[Start of Task data]
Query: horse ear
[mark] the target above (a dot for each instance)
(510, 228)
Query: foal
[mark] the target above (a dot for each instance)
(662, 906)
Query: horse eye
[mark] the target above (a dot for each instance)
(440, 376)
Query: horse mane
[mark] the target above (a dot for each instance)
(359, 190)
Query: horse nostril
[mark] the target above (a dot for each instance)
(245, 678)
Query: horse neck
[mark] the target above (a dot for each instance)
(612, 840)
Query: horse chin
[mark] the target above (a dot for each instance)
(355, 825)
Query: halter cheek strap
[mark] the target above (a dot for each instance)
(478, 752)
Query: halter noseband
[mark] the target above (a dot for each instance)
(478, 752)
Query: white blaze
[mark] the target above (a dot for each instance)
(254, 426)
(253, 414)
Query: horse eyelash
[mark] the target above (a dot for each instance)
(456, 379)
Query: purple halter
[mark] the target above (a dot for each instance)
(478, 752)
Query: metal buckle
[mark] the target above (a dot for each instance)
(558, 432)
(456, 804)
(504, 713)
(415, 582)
[End of Task data]
[Start of Task data]
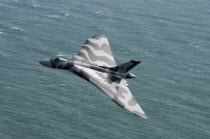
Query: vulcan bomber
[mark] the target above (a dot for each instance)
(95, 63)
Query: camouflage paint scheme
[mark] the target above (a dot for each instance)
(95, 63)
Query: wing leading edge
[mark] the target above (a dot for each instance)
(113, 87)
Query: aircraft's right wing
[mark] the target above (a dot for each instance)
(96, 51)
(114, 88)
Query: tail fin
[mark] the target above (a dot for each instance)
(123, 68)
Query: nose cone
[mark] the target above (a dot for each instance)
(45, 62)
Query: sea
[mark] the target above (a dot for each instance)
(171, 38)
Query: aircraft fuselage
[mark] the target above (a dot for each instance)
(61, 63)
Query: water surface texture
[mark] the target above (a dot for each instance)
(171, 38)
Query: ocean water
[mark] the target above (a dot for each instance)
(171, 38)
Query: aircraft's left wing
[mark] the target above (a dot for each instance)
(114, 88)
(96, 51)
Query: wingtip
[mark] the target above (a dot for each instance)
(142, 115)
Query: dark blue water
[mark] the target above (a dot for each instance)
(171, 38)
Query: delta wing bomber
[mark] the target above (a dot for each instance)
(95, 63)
[End of Task data]
[Start of Task data]
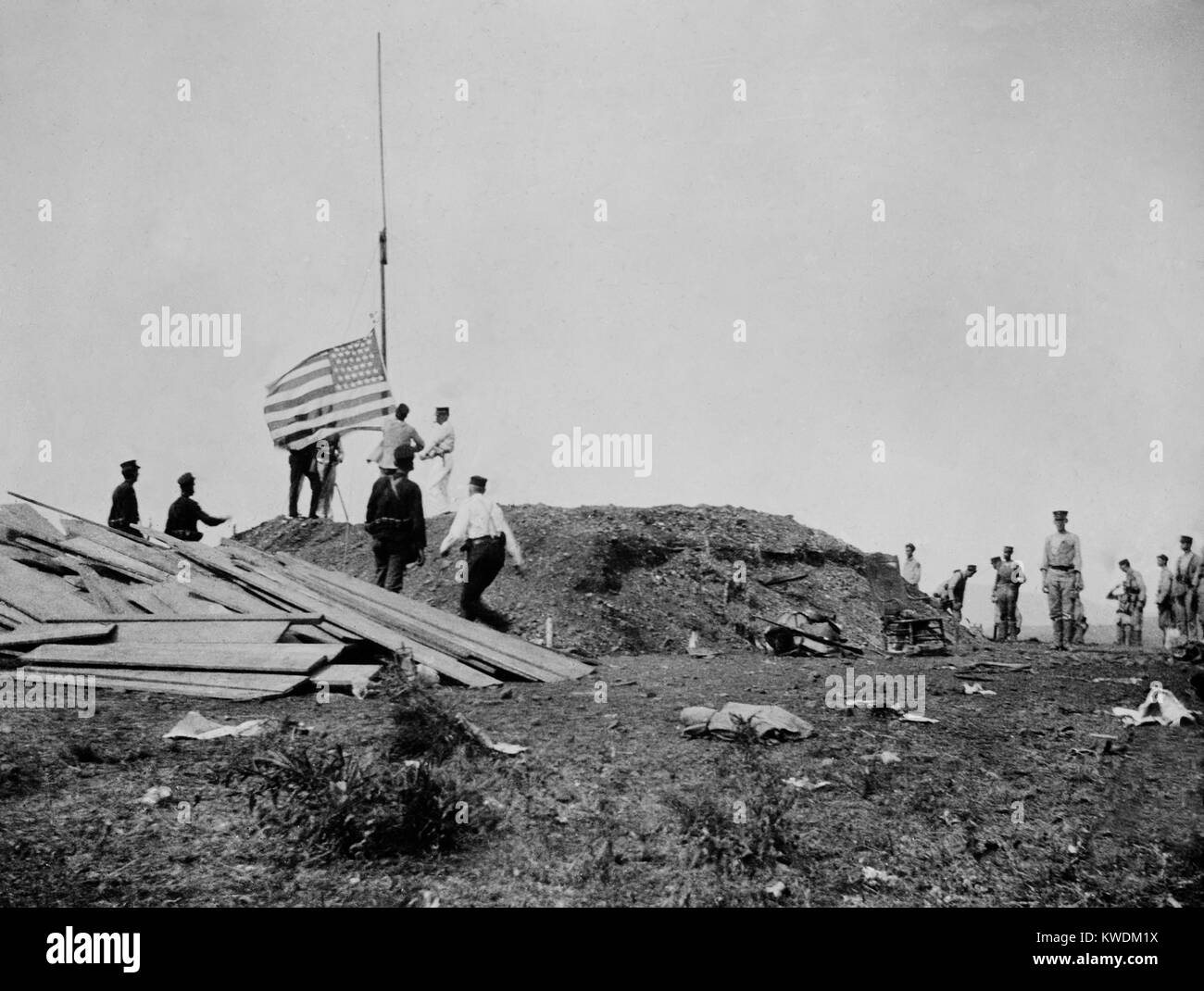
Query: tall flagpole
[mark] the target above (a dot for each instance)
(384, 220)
[End of Task data]
Count how many lines in the entries above contain the word "aircraft". Reply with the number alone.

3